PROBLEM -
The data below is to be repeated in full, exactly as given.
== GIVEN RECORDS
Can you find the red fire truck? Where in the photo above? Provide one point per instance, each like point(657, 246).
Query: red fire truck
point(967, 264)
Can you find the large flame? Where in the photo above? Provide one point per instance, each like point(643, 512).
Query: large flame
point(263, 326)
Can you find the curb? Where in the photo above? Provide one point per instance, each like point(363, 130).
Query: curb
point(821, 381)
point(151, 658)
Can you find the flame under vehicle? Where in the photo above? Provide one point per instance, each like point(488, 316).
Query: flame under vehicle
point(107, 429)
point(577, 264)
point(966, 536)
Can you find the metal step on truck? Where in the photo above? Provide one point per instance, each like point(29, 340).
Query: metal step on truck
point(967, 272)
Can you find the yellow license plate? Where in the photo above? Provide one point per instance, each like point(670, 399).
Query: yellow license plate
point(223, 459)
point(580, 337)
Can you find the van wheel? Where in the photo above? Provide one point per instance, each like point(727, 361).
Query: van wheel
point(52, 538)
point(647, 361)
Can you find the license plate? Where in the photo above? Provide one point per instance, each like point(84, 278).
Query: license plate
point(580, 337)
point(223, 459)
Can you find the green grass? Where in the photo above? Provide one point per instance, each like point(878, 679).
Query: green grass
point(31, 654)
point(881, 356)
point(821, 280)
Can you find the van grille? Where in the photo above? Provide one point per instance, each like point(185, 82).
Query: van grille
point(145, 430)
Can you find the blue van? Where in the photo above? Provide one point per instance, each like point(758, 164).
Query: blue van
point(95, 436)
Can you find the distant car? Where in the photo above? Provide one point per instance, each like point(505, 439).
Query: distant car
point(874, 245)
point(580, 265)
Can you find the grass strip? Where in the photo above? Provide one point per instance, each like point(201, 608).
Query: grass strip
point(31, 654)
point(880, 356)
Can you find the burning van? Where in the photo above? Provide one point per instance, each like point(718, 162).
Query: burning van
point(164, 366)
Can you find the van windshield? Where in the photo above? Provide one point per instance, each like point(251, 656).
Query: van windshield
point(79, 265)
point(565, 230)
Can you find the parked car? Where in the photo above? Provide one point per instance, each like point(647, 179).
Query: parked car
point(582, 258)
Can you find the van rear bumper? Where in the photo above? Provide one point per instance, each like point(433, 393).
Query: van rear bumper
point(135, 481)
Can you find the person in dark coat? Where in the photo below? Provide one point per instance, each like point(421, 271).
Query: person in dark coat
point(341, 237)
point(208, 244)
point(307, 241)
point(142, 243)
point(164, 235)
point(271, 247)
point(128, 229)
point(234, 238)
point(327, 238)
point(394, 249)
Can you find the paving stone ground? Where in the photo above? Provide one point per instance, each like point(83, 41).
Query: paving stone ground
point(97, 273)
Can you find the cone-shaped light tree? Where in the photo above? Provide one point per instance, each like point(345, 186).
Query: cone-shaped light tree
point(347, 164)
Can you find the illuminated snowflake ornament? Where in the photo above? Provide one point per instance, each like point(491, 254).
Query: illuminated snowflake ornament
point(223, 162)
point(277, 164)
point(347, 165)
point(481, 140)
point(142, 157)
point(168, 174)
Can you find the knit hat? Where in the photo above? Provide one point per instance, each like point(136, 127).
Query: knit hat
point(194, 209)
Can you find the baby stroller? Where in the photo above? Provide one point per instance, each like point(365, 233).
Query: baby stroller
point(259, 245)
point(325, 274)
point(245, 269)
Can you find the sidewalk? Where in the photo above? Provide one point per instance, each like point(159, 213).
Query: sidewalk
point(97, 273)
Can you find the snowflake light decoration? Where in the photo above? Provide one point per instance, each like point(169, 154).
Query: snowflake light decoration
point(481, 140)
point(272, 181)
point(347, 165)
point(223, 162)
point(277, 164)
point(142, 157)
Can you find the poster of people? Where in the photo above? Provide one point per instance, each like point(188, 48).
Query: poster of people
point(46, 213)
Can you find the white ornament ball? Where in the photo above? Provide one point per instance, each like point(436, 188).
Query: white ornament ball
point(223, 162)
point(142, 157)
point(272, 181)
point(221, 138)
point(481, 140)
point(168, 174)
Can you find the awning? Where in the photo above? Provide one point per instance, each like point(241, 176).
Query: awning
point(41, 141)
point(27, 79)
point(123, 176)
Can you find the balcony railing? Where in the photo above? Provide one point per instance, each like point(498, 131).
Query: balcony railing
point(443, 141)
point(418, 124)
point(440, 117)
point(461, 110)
====
ANSWER TO THIS PROBLEM -
Can you find the red fire truck? Where in the photo above? Provide one point per instance, each like point(657, 246).
Query: red fire truck
point(967, 264)
Can you find the large flame? Where in the photo above? Provide one point per instance, each like point(643, 512).
Query: large flame
point(263, 326)
Can you find the curb? Where in the photo above? Provide one point per instance, each like point(363, 130).
Query: curb
point(821, 381)
point(151, 658)
Can you find the flame under vehicle? Where in the photo above? Provide one point per instance, each like point(488, 316).
Query: flame under vehicle
point(107, 429)
point(577, 264)
point(966, 536)
Can you find the metal step on truck? Where in the photo above? Provide one point per instance, each like point(29, 340).
Query: metal step on truck
point(967, 272)
Can you find the yellow license plate? Where in the photo above? Provide one point per instance, each like point(670, 399).
Query: yellow license plate
point(223, 459)
point(580, 337)
Can you find the van wheel? Where in the photo above? Provide one point per instance, each like point(727, 361).
Query: van wheel
point(52, 538)
point(647, 361)
Can you find the license plate? Where in the photo above? Provide one point per instance, each like point(84, 278).
Query: license plate
point(580, 337)
point(223, 459)
Can you find the green grass? Where in the photo above? Provide one point per instance, each like point(878, 679).
Query: green grass
point(31, 654)
point(881, 356)
point(821, 280)
Can you find the van grille? Where in the photo above? Provide one point per instance, each like point(185, 82).
Query: van grille
point(145, 430)
Can you find the blue van? Where in the photo above? Provide one point per instance, each like point(758, 164).
Query: blue van
point(95, 436)
Can you find the distant car? Where in the photo above? Provide one point per instance, each like point(505, 439).
Query: distant car
point(874, 245)
point(580, 265)
Can you find the grass strip? Where in the photo above? Provide one point per instance, each like point(201, 608).
Query: grass strip
point(31, 654)
point(880, 356)
Can you find the burning van? Where in the photo above? Provide one point per instance, each like point(718, 162).
Query: burning van
point(164, 366)
Can you find the van windshield? Where in the photo above? Provide one point per instance, each like point(251, 656).
Query: van windshield
point(79, 265)
point(565, 230)
Can you find the parked car? Where in the photo above? Provide one point per instance, each like point(647, 179).
Query: parked car
point(582, 258)
Can you find the van rear bumper? Where in the photo above? Provide one point per instance, each like point(433, 393).
Query: van rear bumper
point(135, 481)
Can you find the person in dark coat? Where in the photo below? Provide one point per instance, each like point(421, 271).
Query: person in dark coat
point(341, 237)
point(208, 244)
point(307, 241)
point(142, 243)
point(164, 235)
point(271, 247)
point(128, 229)
point(234, 238)
point(327, 238)
point(394, 249)
Can you find the paving stone ground? Where in the photo above? Provide one point per instance, each like point(83, 41).
Query: paving stone ground
point(97, 273)
Can you find the cone-shaped light tree? Where in the photo above? Provide one point per instance, each like point(345, 186).
Query: cone-shaped light tree
point(347, 164)
Can you find the illuminated snowflake ornament? Where in the photo above? Provide one point per instance, each like point(491, 254).
Query: illuminated snowflake ornament
point(223, 162)
point(277, 164)
point(347, 165)
point(481, 140)
point(142, 157)
point(168, 174)
Can you find the knit hat? Where in the photo above? Provide one point per instance, each like point(136, 127).
Query: knit hat
point(194, 209)
Can you find the baby stroller? Where in the photo above? Provide one point per instance, each like point(365, 233).
Query: baby stroller
point(259, 245)
point(325, 274)
point(245, 269)
Can you find the sidewalk? Where in the photo above? Provide one point per instance, each like point(159, 213).
Query: sidewalk
point(97, 273)
Can you find the snowflake light decoration? Where in the photo above? Provide one point per instance, each like point(169, 154).
Query: snowflake light decoration
point(481, 140)
point(272, 181)
point(347, 165)
point(223, 162)
point(277, 164)
point(142, 157)
Can you find the poster of people? Where in the photo above? Provide one point per instance, each like point(188, 48).
Query: poster of people
point(46, 213)
Can you find the white ornament ball? Where in the photo above? Provide one point per instance, each like point(436, 188).
Query: white ornament ball
point(223, 162)
point(142, 157)
point(272, 181)
point(221, 138)
point(481, 140)
point(168, 174)
Can you find the awning? Where in the photo above? Provide one point per instance, each like point(241, 176).
Query: awning
point(41, 141)
point(27, 79)
point(123, 176)
Can you find the balcony railing? Where in the photo above? Provide one point per instance, each like point(498, 131).
Query: balcony railing
point(443, 141)
point(418, 124)
point(440, 117)
point(461, 110)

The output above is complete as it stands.